> _Written exercise_
Copy out the whole listing below, word for word and line for line.

> _Material shown_
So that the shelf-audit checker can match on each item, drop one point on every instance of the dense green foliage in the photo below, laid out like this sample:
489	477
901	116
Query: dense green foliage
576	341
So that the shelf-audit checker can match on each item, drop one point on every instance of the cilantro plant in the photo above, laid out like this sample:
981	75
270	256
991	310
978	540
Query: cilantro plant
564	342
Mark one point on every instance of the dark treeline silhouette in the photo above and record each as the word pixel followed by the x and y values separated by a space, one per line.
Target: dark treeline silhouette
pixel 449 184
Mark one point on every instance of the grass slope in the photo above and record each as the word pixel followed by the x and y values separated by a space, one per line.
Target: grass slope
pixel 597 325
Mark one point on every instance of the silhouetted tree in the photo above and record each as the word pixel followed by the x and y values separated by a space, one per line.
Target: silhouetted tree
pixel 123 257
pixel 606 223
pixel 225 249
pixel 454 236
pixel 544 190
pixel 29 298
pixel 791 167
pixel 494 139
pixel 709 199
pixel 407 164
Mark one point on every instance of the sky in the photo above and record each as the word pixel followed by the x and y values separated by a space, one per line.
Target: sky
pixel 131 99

> _The response_
So that the shelf-audit checker can match on each item, drop one point on every instance of the dense green foliage in the photo below, laid out like this sample:
489	477
901	116
Query: dense green foliage
576	341
So that the shelf-audit checker can match on each item, drop one point on every instance of the cilantro plant in the photo above, laid out like this sample:
981	75
270	256
991	310
978	540
Query: cilantro plant
564	342
Mark one point on every instance of the dark treeline silhouette in the photo above and record each as the word pixel followed by the x and y values separated by a space, one per line.
Target: dark treeline silhouette
pixel 449 184
Mark one point on every instance of the grass slope in the photo above and record each as the word pixel followed by the x and y values separated by a space, one per line.
Target: grass slope
pixel 597 325
Mark one point on every instance of the silhouetted tree in the photo above and record each as the word pixel followed by the x and y values separated by a space, one per line.
Target: silhouetted tree
pixel 123 257
pixel 606 223
pixel 225 249
pixel 454 236
pixel 544 190
pixel 29 298
pixel 791 167
pixel 494 139
pixel 709 199
pixel 407 164
Mark one point on every instance of the sky in the photo above and record each as the word pixel followed by the x and y values separated by a space, one per line.
Target: sky
pixel 131 99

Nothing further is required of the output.